## Set task
Reproduce only the material starting at the line containing "to detect block" and ending at the line containing "left=28, top=119, right=171, bottom=208", requests included. Scale each bounding-box coordinate in the answers by 0.65 and round to whole numbers with halves going up, leaving the requests and their template sample unchanged.

## Listed entries
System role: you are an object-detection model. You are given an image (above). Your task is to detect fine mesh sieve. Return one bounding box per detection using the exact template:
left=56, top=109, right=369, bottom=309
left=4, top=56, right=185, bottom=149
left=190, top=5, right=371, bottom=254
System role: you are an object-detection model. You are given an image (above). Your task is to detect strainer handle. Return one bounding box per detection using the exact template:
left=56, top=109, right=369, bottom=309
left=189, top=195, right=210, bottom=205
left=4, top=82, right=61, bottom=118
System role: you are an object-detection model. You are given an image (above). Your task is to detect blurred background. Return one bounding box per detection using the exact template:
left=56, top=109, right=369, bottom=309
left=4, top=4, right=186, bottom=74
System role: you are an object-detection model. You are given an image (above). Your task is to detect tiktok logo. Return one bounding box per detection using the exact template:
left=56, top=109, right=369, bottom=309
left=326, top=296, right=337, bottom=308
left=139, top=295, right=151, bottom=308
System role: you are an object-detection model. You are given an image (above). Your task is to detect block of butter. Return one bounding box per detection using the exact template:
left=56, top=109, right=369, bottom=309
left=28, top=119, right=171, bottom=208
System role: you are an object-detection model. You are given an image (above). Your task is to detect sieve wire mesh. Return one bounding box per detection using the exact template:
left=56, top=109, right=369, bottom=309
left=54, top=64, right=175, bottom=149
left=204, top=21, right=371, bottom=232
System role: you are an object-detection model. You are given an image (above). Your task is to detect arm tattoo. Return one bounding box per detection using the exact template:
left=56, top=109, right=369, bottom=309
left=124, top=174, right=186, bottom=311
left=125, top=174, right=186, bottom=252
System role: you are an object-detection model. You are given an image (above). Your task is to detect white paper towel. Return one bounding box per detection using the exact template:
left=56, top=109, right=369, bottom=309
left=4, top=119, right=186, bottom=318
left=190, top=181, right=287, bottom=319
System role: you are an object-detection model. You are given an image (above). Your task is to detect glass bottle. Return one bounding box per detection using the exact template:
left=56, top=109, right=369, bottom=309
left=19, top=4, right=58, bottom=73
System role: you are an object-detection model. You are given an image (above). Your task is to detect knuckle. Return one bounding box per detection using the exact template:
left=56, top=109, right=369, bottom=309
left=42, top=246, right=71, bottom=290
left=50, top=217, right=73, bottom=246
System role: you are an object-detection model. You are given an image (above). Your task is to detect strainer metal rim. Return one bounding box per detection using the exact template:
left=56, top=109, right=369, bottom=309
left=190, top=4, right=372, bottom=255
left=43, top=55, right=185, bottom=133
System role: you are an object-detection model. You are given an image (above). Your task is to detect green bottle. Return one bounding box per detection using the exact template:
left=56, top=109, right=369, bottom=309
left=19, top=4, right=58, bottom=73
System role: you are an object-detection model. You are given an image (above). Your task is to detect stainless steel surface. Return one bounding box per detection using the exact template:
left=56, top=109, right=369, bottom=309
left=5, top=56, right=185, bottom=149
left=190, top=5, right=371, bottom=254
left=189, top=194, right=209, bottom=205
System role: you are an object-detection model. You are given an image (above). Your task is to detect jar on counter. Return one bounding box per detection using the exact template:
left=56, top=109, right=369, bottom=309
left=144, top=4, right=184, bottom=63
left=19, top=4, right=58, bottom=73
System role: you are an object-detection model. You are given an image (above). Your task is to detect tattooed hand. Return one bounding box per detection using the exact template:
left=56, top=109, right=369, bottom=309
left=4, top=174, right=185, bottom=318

## Solution for this task
System role: you are an object-detection model. You are given an image (above). Your task is to detect block of butter. Return one bounding box per detection using the exact template:
left=56, top=109, right=369, bottom=309
left=18, top=77, right=111, bottom=135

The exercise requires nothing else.